_TASK DETAILS:_ Copy every line of the data below word for word, keeping each line in its original order.

[Pointing data]
◇ ◇ ◇ ◇

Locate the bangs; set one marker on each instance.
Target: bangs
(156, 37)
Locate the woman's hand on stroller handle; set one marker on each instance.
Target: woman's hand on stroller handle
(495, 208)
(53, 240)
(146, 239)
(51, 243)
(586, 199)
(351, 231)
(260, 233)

◇ ◇ ◇ ◇

_SOLUTION FOR THIS TASK:_
Locate the bangs; set one marker on each instance.
Target: bangs
(156, 37)
Locate the woman's hand on stroller handle; set one marker on each instance.
Target: woman's hand on stroller handle
(495, 208)
(53, 240)
(146, 239)
(51, 243)
(586, 199)
(351, 231)
(260, 233)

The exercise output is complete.